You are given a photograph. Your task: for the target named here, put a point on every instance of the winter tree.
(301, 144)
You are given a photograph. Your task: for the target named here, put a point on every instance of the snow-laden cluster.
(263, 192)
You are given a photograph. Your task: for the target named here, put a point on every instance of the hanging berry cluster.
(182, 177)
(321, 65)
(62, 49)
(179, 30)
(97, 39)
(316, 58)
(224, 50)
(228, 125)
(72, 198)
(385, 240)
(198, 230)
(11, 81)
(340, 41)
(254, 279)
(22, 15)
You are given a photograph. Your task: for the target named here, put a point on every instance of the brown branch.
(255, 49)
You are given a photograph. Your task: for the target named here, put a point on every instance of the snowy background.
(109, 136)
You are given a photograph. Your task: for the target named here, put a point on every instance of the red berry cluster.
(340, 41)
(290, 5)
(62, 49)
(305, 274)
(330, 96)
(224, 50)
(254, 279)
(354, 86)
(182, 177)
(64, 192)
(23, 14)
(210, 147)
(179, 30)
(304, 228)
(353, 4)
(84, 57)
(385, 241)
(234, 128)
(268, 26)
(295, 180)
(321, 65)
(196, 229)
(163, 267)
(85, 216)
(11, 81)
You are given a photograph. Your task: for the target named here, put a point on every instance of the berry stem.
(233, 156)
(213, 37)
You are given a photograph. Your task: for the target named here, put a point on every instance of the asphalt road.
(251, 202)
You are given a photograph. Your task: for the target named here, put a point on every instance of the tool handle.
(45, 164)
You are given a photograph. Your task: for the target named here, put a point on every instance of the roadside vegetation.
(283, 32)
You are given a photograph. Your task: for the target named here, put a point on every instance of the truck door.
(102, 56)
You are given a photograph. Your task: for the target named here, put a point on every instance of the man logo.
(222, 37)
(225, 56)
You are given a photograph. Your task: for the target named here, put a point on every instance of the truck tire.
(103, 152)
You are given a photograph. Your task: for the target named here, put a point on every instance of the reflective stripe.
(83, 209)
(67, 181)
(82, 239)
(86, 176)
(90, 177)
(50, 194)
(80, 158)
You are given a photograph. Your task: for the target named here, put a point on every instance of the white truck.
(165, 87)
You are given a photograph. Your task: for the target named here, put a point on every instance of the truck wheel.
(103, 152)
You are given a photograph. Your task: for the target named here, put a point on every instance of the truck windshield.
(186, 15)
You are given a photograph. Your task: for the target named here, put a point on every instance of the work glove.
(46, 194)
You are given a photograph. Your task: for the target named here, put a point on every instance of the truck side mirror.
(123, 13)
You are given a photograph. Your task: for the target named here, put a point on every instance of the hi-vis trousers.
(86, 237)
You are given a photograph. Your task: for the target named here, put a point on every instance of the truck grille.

Task to carry out: Copy, word for word, the line that contains "the hi-vis trousers." and every line after it through the end of the records, and nothing else.

Reply to the task:
You are given a photograph. Your task: for the target named here, put a point on every instance of the hi-vis trousers.
(86, 237)
You are given a photograph. Your task: for the target named here, put a point on every instance of the truck grille.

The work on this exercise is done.